[Exercise] Reproduce the material with "Query" renamed to "Target" and everything else left as it is.

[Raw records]
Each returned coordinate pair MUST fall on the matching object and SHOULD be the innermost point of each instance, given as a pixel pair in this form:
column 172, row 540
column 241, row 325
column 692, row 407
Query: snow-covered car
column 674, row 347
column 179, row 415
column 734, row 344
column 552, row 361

[Exercise output]
Each returned coordinate pair MUST fall on the matching object and SHOULD be the innermost point of each instance, given as a pixel pair in this form:
column 172, row 540
column 241, row 325
column 692, row 407
Target: snow-covered car
column 674, row 347
column 179, row 415
column 734, row 344
column 552, row 361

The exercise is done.